DDDr.in Sabine Wöger, MMMSc, MEd, ist Gesundheitswissenschafterin und Psychotherapeutin mit einer logotherapeutischen und tiefenpsychologischen Ausrichtung. Palliative Care bildet einen Schwerpunkt ihres beruflichen Wirkens. www.sabinewoeger.at

I Über Viktor Frankl und seine
Logotherapie


Leidgeprüft durch den Holocaust


„Existenzanalyse und Logotherapie“ – die „Dritte Wiener Richtung der Psychotherapie“

Es gibt wohl keine andere psychotherapeutische Schule, deren Begründer derart radikal und tief greifend mit Gewissensfragen konfrontiert wurde, wie die von Viktor Frankl, 1905–1997. Er ist der Begründer der „Dritten Wiener Richtung der Psychotherapie“, die er nach Freuds Psychoanalyse und Adlers Individualpsychologie „Logotherapie und Existenzanalyse“ nannte (Frankl, 2002b, S. 315). Diese therapeutische Schule ist stark von den einschneidenden und todbringenden Erfahrungen rund um den Holocaust geprägt, die er und seine Angehörigen in den Jahren zwischen 1940 und 1945 erfahren mussten. Im Zusammenhang mit der lebensbegleitenden Auseinandersetzung mit Sinnfragen rund um Leid, Schuld und Tod, diese hatte bereits vor Ausbruch des Zweiten Weltkrieges begonnen, sprach Frankl von der „tragischen Trias“ (2009, S. 32) eines Menschenlebens. Die fortwährende Sinnsuche verwirklichte er gemäß seinem Theorem und vor allem in realen existenziell bedrohlichen Lebenssituationen, die von Zynismus, Verachtung und Gewalt geprägt waren. Insbesondere durch die konstruktive und mit einer intensiven Sinnsuche einhergehenden Bewältigung von Unrecht, das er und seine Familie durch den Holocaust erdulden mussten, gab Frankl ein eindrückliches personales Zeugnis, das hoffentlich noch vielen Generationen zugänglich sein wird.

-=-=-=-=-

Aufgabe:
Beantworte die folgenden Fragen zum Textauszug über Viktor Frankl in ganzen Sätzen.
1. Welche beiden Ausrichtungen hat Sabine Wöger als Psychotherapeutin?
2. Nach welchen beiden psychotherapeutischen Schulen folgt die von Frankl begründete „Dritte Wiener Richtung der Psychotherapie“?
3. Welchen Begriff verwendete Frankl für Leid, Schuld und Tod in einem Menschenleben?

-=-=-=-=-

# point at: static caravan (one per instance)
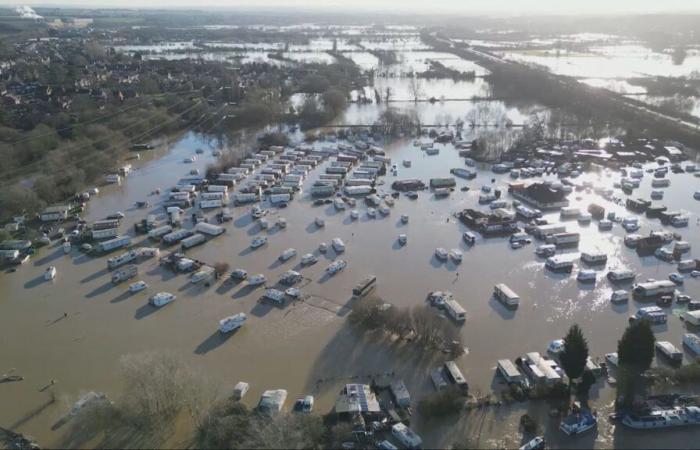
(508, 371)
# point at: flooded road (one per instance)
(75, 328)
(308, 348)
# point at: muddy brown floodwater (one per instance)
(309, 348)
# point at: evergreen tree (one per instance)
(636, 348)
(575, 353)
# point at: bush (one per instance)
(446, 402)
(528, 423)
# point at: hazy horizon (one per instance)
(465, 7)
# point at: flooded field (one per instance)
(308, 347)
(75, 328)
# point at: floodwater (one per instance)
(612, 61)
(309, 347)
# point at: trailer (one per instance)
(125, 273)
(243, 198)
(212, 196)
(193, 240)
(176, 236)
(276, 199)
(160, 231)
(105, 224)
(217, 188)
(509, 371)
(113, 244)
(506, 296)
(358, 190)
(206, 204)
(117, 261)
(105, 233)
(209, 229)
(455, 310)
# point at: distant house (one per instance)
(357, 399)
(54, 213)
(541, 195)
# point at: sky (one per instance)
(426, 6)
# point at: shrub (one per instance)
(446, 402)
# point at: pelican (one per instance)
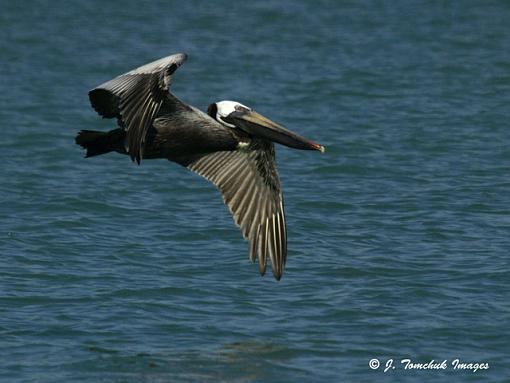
(231, 145)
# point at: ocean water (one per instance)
(399, 235)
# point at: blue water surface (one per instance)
(399, 235)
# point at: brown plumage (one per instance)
(231, 146)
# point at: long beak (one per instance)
(259, 126)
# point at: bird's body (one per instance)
(231, 146)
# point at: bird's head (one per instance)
(236, 115)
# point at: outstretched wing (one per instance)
(249, 183)
(135, 98)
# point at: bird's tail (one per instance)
(98, 143)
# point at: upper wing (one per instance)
(135, 98)
(250, 186)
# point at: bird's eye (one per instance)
(239, 108)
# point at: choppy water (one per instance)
(398, 235)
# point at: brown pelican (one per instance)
(231, 146)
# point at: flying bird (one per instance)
(231, 145)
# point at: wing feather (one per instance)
(250, 186)
(135, 98)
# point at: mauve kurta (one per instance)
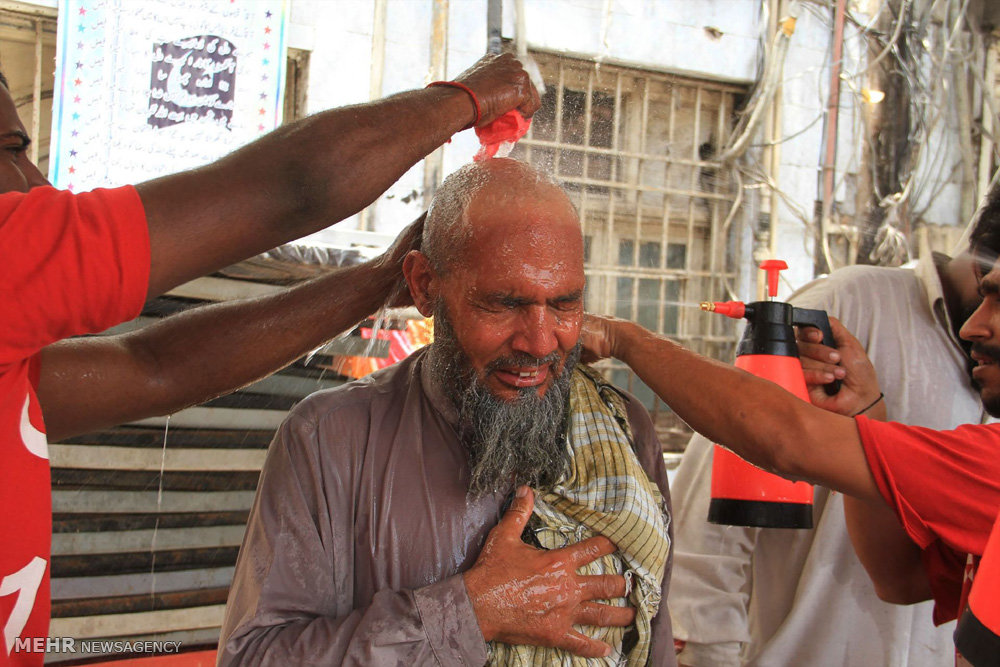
(361, 528)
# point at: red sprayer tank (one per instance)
(742, 494)
(978, 634)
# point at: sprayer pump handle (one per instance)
(773, 267)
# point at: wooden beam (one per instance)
(67, 588)
(111, 502)
(143, 540)
(220, 418)
(115, 625)
(98, 457)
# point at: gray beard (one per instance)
(510, 443)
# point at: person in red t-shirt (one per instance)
(80, 263)
(919, 503)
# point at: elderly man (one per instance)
(80, 263)
(370, 541)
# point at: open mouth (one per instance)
(531, 376)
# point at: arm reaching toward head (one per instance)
(313, 173)
(91, 383)
(755, 418)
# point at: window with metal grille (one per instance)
(635, 150)
(27, 59)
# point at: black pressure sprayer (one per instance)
(742, 494)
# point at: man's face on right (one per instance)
(982, 329)
(17, 172)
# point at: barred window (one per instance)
(636, 151)
(27, 59)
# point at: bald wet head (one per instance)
(493, 192)
(502, 259)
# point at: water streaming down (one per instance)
(156, 523)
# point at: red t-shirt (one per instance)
(945, 488)
(72, 264)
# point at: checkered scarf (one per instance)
(608, 493)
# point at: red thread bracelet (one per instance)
(462, 86)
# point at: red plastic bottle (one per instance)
(978, 634)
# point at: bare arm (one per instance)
(891, 559)
(91, 383)
(313, 173)
(755, 418)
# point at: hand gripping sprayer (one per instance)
(742, 494)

-=-=-=-=-

Lösung:
1. Sabine Wöger hat eine logotherapeutische und eine tiefenpsychologische Ausrichtung.
2. Sie folgt auf Freuds Psychoanalyse und Adlers Individualpsychologie.
3. Frankl sprach von der „tragischen Trias“ eines Menschenlebens.